== Problem statement ==
Rewrite the material from its start down to the line containing "[195,102,216,135]", keeping every line and shifting each bounding box coordinate up by 150.

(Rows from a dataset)
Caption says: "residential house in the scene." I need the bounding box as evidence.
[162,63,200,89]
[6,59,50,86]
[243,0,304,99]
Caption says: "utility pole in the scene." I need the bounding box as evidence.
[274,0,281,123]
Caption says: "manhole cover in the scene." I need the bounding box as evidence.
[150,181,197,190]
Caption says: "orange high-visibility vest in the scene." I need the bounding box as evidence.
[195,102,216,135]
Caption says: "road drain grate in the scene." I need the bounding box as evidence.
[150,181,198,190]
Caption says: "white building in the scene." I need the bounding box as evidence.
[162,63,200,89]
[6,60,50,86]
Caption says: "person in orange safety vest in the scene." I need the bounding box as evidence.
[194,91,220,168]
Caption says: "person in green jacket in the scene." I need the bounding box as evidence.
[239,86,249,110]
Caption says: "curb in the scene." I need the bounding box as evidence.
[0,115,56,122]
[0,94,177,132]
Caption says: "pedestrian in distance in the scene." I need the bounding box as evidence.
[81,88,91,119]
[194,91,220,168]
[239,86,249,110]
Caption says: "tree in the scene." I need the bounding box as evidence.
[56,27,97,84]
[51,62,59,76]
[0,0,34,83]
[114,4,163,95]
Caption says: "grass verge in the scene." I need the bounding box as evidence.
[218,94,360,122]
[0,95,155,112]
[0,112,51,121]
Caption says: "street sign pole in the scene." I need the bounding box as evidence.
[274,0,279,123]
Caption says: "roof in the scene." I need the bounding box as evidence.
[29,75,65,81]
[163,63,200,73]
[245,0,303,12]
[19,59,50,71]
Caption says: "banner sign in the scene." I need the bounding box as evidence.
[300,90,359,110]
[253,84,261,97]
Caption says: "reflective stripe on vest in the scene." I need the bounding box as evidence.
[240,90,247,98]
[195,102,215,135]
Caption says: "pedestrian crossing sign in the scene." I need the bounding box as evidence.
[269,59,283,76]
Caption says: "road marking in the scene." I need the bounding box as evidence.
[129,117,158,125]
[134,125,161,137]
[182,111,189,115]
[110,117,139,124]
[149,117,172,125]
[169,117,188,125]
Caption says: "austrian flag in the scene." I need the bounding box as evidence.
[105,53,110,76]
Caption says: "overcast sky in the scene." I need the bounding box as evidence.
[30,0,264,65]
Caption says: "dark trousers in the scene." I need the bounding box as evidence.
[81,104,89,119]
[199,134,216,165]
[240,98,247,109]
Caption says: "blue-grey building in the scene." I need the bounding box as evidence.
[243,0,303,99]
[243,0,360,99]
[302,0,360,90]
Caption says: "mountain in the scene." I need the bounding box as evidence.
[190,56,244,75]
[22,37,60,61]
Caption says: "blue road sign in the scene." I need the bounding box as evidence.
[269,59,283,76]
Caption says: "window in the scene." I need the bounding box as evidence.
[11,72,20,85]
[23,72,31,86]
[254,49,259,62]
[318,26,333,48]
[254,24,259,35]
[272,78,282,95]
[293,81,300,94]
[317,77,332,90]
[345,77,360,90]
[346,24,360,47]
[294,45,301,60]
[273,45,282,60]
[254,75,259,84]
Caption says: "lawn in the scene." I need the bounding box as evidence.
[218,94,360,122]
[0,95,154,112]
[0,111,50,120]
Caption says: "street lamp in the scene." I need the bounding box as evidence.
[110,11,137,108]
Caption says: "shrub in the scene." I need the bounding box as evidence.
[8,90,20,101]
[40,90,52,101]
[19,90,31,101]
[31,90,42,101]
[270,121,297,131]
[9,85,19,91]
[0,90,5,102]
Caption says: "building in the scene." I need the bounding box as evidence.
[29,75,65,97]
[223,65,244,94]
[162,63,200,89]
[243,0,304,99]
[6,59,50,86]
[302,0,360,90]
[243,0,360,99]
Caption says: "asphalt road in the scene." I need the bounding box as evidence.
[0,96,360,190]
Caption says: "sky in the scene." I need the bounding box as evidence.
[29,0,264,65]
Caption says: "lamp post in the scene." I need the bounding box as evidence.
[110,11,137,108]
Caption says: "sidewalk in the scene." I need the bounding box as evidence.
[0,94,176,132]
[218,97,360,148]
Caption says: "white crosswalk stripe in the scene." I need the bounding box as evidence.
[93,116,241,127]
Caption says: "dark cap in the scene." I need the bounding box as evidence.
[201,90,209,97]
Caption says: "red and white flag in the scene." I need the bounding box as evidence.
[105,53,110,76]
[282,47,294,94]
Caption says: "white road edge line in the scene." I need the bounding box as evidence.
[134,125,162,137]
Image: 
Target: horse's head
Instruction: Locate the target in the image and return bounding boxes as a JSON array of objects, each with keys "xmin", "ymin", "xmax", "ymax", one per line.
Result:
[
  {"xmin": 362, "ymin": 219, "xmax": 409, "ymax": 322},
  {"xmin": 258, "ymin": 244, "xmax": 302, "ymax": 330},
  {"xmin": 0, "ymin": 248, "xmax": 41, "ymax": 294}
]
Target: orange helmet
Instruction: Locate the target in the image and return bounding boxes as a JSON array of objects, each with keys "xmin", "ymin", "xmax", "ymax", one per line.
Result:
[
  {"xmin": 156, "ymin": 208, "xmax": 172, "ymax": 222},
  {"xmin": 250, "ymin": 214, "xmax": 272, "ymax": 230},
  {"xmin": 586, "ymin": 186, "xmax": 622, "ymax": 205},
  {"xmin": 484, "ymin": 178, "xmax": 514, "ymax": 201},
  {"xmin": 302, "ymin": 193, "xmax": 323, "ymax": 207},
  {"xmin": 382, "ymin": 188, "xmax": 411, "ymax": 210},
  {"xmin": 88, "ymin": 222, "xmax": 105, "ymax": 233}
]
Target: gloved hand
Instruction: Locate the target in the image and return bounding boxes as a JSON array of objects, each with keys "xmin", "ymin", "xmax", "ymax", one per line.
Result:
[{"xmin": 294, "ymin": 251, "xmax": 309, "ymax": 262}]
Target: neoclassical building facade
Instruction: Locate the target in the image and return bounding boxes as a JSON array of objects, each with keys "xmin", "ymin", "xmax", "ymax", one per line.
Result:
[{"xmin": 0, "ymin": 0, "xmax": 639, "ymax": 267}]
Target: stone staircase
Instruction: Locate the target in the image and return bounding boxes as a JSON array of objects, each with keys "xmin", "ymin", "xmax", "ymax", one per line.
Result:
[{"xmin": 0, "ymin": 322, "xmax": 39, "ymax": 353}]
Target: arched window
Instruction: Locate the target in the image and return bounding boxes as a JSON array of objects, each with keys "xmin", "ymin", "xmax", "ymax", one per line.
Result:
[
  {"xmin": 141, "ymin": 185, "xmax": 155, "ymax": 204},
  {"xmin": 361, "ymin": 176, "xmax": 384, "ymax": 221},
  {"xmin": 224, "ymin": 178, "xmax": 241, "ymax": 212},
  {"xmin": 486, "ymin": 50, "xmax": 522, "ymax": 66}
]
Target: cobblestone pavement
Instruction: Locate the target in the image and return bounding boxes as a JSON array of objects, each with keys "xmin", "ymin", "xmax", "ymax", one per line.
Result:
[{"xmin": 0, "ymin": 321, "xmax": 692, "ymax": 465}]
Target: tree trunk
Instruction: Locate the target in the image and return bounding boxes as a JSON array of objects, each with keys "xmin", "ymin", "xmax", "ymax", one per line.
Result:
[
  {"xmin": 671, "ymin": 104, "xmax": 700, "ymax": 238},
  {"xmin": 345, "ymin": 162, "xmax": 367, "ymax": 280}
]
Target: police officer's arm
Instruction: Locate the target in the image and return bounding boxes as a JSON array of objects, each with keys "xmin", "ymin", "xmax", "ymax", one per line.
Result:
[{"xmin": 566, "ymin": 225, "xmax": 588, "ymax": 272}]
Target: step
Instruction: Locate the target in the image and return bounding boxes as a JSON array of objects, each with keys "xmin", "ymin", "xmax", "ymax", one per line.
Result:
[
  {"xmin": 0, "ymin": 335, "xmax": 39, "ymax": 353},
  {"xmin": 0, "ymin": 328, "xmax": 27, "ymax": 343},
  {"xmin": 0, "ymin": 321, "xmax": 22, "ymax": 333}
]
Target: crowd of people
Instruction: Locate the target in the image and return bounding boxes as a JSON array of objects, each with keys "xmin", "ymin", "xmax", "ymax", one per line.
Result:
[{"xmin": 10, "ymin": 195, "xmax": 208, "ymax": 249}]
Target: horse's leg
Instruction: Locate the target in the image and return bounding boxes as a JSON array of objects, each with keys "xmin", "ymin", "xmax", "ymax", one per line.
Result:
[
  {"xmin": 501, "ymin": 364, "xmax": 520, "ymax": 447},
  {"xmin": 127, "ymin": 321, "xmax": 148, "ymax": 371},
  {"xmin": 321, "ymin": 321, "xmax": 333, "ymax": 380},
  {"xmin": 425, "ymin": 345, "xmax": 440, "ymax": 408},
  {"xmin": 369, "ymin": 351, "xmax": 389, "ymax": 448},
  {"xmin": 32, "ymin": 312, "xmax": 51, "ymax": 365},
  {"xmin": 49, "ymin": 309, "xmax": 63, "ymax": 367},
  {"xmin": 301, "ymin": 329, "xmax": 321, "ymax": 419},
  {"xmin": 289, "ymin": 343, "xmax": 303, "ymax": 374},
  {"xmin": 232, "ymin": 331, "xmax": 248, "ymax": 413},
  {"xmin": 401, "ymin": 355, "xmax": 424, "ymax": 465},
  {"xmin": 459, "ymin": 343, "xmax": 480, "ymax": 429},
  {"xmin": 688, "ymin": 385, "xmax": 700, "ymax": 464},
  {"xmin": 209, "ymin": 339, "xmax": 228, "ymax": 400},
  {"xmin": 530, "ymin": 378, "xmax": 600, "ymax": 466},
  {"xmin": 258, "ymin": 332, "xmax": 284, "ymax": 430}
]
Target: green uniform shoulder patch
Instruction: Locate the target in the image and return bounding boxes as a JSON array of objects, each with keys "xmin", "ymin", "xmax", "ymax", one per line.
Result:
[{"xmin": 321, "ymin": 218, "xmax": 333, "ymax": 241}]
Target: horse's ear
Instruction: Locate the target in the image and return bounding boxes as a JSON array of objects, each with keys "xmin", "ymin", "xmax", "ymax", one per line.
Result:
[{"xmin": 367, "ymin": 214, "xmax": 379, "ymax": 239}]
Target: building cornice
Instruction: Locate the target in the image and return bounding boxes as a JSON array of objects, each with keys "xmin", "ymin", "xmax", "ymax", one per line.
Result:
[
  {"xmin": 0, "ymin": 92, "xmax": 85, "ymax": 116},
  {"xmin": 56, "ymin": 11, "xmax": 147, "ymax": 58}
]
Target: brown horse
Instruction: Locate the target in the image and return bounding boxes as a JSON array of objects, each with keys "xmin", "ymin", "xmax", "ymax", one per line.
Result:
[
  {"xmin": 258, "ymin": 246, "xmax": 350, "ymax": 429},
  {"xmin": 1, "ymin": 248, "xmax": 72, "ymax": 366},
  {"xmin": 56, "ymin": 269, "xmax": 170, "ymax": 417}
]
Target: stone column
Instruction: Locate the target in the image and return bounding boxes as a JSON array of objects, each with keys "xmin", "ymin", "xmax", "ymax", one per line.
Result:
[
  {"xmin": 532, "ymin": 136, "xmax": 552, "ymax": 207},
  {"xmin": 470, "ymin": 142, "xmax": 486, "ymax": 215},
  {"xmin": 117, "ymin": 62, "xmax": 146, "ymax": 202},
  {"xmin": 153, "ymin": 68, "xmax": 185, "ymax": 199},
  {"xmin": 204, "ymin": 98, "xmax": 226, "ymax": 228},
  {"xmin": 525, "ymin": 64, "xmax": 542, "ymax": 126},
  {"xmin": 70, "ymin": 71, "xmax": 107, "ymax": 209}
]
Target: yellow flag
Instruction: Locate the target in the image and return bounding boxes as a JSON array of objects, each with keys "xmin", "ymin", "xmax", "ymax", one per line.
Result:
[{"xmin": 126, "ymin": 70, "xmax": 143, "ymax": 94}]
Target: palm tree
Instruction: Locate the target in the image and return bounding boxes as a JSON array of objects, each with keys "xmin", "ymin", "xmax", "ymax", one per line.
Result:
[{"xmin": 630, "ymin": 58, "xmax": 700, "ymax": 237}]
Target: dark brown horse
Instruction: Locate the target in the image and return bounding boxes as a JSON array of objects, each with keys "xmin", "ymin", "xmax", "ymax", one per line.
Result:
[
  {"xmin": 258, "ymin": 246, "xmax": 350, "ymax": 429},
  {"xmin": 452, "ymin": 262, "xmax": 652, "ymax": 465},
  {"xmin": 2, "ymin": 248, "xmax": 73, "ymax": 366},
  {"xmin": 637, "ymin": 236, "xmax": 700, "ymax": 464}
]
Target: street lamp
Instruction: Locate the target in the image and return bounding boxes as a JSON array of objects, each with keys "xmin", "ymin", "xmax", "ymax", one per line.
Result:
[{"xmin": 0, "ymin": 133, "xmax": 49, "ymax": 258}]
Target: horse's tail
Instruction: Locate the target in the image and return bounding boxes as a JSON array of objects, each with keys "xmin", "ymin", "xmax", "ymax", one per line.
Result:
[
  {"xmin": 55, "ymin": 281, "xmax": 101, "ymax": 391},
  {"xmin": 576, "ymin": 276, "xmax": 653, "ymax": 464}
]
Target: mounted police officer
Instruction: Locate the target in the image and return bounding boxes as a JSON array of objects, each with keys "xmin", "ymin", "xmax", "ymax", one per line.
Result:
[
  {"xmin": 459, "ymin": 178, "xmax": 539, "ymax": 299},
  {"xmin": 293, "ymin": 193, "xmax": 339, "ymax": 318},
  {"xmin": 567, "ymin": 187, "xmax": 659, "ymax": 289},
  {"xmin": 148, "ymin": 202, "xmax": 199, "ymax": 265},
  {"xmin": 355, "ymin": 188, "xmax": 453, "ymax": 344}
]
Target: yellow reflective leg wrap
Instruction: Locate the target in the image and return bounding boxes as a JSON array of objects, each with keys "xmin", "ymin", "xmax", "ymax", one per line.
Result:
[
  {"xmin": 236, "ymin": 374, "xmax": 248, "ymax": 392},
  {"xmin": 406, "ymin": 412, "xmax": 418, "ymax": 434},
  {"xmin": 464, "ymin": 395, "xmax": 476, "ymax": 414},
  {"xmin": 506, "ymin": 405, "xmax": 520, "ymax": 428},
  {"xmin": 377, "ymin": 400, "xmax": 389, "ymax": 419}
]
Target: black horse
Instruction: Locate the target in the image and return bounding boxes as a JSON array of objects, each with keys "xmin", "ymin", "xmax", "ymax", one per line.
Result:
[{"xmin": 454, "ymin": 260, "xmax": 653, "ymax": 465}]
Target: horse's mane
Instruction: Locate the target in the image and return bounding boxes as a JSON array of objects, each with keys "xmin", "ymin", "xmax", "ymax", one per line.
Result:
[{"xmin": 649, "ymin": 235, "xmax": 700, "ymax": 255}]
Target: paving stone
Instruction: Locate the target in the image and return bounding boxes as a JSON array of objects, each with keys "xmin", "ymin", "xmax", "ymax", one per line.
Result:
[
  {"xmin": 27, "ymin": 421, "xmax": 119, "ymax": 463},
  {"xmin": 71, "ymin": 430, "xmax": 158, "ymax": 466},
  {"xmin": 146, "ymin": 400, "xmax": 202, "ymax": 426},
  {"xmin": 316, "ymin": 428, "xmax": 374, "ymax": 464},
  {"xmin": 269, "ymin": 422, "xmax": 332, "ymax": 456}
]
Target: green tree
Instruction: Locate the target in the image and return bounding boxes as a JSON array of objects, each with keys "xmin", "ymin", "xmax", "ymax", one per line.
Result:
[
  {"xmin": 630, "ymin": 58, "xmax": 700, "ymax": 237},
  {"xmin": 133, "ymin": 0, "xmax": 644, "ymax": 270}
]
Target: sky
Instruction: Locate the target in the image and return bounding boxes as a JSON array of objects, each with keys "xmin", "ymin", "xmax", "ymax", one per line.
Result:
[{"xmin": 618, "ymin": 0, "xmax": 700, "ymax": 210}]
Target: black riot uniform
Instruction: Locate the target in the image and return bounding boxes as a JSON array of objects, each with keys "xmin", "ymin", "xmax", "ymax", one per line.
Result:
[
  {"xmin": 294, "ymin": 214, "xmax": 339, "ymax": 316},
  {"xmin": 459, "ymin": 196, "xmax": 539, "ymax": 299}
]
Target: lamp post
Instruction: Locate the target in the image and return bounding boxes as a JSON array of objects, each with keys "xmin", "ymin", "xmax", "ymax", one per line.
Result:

== In response ==
Caption says: "residential house in the scene." I need the bounding box as evidence.
[312,213,350,239]
[156,209,200,236]
[393,150,454,249]
Caption says: "utility pole in the scene." I need the bounding box as evidence.
[424,150,431,273]
Caption says: "manhole cover in the scene." I need the bounding box as evidence.
[300,331,347,340]
Caption says: "orange high-visibility vest in the scene." I need the bounding box as evidence.
[345,252,366,285]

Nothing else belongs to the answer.